* [Passage to read]:
+++

This post was originally published on Puttylike.

There’s a fear that I see all over— But it’s never more pernicious than in multipotentialites. The fear of easing up, of coasting, “wussing out.” We think we lack discipline and drive if we don’t always push, always drive, and if we ever give ourselves any slack, we’ll ultimately fail.

I think this affects PuttyPeeps more than most because we’re always quitting things. There’s the sense that if the last thing we tried wasn’t right for us, the next one had better be, or else. It’s a slippery slope to failure, isn’t it?

Actually, it isn’t.

the-fear-that-lurks-deep-in-the-hearts-of-multipotentialites

This is all the result of a faulty logic system.

  • Black and White Thinking
  • All or Nothing Mentality
  • False Dichotomies.

It doesn’t matter what you call it. It’s flawed. But it’s pretty much the backbone of our modern culture. If you’re not a success, you’re a failure. If you’re not working your butt off, you’re unmotivated and undisciplined. If you change careers once too often, you’re a flip-flopper who lacks follow-through.

However, multipods aren’t exactly prone to an all-or-nothing lifestyle— Any scanner you know have exactly one project on the go because he wants to “give 110% to it”? The very idea is absurd.

And yet the innate rejection of that kind of faulty cultural imperative is what makes us most vulnerable to the doubts it causes.

I know it was that way for me. I had always been a smart, talented kid. I was kicking ass in university; they let me invent my major, and my professors loved me. I was made for academia. But then I got bored. And you know how that goes, right? I wanted to move on, and I developed this insidious doubt– what if the only reason I was successful was because I wasn’t doing anything I could possibly fail at?

The fear ate at me. So I chose the thing I was weakest at – driving– and got my trucker’s license.

After seven tries. It was humiliating to fail, but I just couldn’t let that fear be true. If that were the reality of things, my entire self-image would be in shambles.

But then I found it wasn’t enough to be a trucker… oh no. Highway driving? Way too easy. All you had to do was keep it between the ditches. What a cop-out. No way would I wuss out.

So what was the toughest kind of trucking there was? Working in the oil-patch. It was dirty, highly physical labour, and the first time I looked into it, I was flatly told that women weren’t strong enough for that type of work. SOLD.

I fought tooth and nail to be hired, and then again to get out of being an errand girl and onto an oil rig. I was consumed by the idea of proving my toughness, not only to myself, but to everyone who told me it could be done. It took over my whole life— nothing was more important to me than not failing at this challenge.

That sounds good, right? It sounds like I’m committed to my goals. It sounds like I have guts, doesn’t it? Single-minded discipline and focus are universally good things, aren’t they?

+++

* [Provided records]:
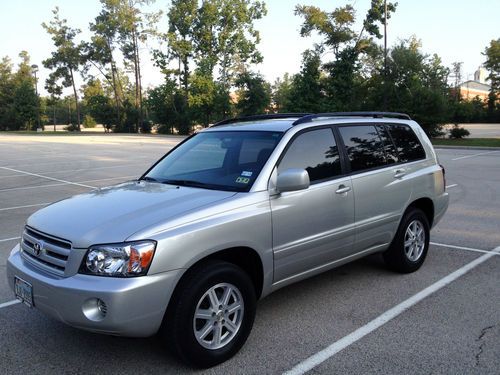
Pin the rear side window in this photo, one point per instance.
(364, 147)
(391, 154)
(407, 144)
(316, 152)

+++

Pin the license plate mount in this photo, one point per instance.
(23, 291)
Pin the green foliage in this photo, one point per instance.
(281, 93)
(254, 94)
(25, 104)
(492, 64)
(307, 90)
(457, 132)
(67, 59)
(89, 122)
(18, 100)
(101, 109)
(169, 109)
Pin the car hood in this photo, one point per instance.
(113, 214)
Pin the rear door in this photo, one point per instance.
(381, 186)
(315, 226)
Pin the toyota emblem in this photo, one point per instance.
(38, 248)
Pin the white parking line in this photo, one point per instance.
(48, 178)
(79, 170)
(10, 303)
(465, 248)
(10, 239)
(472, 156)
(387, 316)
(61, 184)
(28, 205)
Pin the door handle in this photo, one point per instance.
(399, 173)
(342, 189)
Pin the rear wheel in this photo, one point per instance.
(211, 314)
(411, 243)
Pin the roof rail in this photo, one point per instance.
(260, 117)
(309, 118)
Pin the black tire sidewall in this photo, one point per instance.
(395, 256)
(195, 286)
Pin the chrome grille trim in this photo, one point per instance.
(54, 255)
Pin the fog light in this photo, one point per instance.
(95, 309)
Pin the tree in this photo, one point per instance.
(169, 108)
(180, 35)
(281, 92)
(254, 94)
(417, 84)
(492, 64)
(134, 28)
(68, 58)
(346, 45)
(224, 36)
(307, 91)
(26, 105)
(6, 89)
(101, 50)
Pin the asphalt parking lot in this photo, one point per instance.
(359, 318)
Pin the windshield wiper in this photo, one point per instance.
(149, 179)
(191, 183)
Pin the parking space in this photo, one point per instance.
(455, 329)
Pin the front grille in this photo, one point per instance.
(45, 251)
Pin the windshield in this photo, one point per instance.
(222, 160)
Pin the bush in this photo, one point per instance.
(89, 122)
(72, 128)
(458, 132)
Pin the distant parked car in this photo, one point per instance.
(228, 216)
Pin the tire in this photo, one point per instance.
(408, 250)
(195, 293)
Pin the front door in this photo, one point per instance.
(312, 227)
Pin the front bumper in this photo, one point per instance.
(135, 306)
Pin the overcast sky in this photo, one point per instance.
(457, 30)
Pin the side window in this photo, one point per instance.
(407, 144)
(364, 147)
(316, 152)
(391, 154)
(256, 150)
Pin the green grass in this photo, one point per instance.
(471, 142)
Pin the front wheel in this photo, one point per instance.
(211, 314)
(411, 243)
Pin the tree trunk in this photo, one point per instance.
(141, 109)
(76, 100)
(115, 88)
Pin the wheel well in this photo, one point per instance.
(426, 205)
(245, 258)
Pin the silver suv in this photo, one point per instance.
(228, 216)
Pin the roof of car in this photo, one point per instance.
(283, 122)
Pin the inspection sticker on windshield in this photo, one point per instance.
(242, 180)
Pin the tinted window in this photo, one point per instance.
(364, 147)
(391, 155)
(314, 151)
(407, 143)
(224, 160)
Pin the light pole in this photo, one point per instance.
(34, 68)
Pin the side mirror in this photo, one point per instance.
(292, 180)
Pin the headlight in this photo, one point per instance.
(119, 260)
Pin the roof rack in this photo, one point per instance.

+++

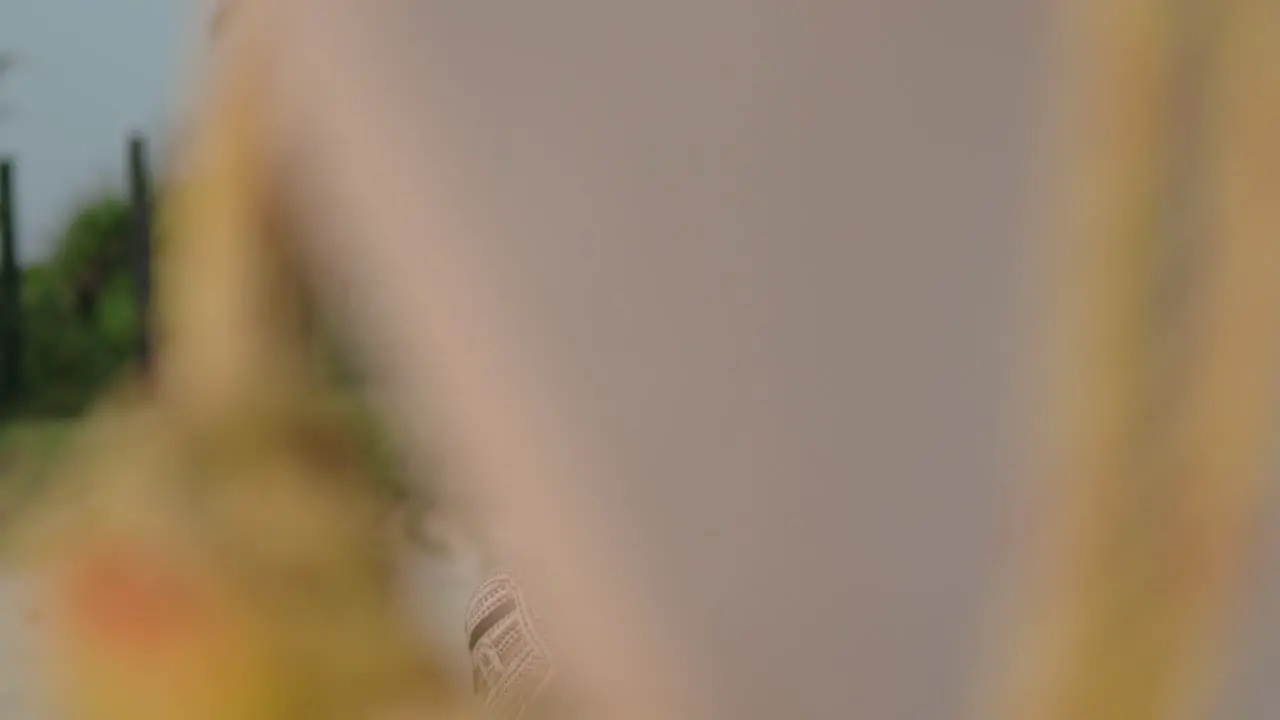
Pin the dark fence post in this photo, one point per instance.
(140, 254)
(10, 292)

+++

* [Prompt 1]:
Answer these questions about the post on the fear of easing up:
(a) What three names does the post give for the faulty logic system?
(b) How many tries did it take the writer to get a trucker's license?
(c) What was the writer told the first time they looked into oil-patch work?
* [Prompt 2]: Carry on the post about the fear of easing up, picking up after its last sentence.
The records play no part in this work.

* [Exercise response 1]:
(a) Black and White Thinking, All or Nothing Mentality, and False Dichotomies.
(b) Seven tries.
(c) That women weren't strong enough for that type of work.

* [Exercise response 2]:
Nothing could be further from the truth.

I mean, nothing.

It sounds good. It’s pretty powerful ego-validation when you can say, “I ran that marathon with a hairline fracture in my shin.” “I moved to Nashville and slept in my car while I waited for my big break.” “I knew it was true love, so we drove up to Vegas and got married.” “I’ve never missed a workout in ten years, and never cheated on my diet once.”

And so it was with me. My first summer in the oil patch, I got on a rig that worked 24 hours a day. It should have had two guys working it, but there was only me. I knew my sexist boss was putting pressure on me, daring me to complain. So I worked. 94 straight days that summer, averaging three hours of sleep a night.

I had a system, see. Every load of mud I hauled to the pit I drank a bottle of water and ate a granola bar, to keep my calories and fluids up. I ate entire boxed lasagnas for supper, and in spite of my carb-loading I lost two jeans sizes and gained 20 lbs of muscle. I once went 40 hours without sleep– or was it 60? I was driving machinery so heavy it wasn’t allowed on the highway, and I was hauling hoses that were double my weight. But the payoff was amazing:

There was nothing I couldn’t do.

I kept my eyes on September, because I’d promised my dad I’d go back to school. The weekend before Labor Day, my boss pulled me. He said the consultant had asked for me to be replaced– he was worried I was seducing the riggers. I knew it was bullshit– the consultant loved me. I’d earned the respect of every guy on that rig. Only my boss had an axe to grind. So I told him where to stick it, and I walked out. I’d earned my stripes.

Back at school, my body began to fall apart on me. I could no longer sleep much… but I wasn’t staying awake properly, either. I began to be afraid to be behind the wheel– laughable, when you consider how I spent my summer. I had no strength. I fainted carrying a load of laundry up the stairs and my roommates took me to the ER.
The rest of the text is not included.